─── Text passage ───

You Don't Have to Say You Love Me is the fourth album of singer Dusty Springfield to be released in the USA, issued on the Philips Records label in 1966. The album was more or less a retitled re-issue of Springfield's British album Ev'rything's Coming Up Dusty, recorded and released in 1965, with the addition of the two hit singles "You Don't Have To Say You Love Me" and "Little By Little", both released in 1966. In fact, Ev'rything's Coming Up Dusty had been released in the US a few months prior, but as the title track of You Don't Have to Say You Love Me became a huge hit single for Springfield, Philips USA decided to repackage and retitle the album after the single.

The album was first released on CD by Mercury Records/Universal Music in 1999, then with the remaining three tracks from Ev'rything's Coming Up Dusty as bonus features.

───

§ Tasks to perform
A. According to the album passage, on which label was the album issued in the USA in 1966?
B. Gather each line of the records that contains the string "iron".

─── Provided records ───

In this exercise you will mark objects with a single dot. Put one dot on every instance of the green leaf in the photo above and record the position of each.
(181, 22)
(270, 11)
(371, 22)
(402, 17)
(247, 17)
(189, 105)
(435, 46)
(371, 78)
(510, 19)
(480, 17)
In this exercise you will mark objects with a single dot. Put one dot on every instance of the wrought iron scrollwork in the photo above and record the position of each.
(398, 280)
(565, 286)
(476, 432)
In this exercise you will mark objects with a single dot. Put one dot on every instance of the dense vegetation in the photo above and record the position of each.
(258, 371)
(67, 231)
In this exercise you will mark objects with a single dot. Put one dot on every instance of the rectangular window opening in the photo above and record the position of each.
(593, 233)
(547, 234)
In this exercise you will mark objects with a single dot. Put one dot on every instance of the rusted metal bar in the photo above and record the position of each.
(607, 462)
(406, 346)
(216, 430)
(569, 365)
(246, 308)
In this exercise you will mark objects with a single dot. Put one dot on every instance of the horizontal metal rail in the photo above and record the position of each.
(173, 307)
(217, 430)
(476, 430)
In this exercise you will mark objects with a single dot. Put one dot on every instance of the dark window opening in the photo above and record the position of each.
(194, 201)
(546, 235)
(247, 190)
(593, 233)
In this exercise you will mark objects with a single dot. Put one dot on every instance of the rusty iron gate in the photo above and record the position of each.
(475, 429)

───
─── Provided records ───

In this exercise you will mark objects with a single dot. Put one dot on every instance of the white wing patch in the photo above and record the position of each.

───

§ Responses by task
A. Philips Records

B.
In this exercise you will mark objects with a single dot. Put one dot on every instance of the wrought iron scrollwork in the photo above and record the position of each.
In this exercise you will mark objects with a single dot. Put one dot on every instance of the rusty iron gate in the photo above and record the position of each.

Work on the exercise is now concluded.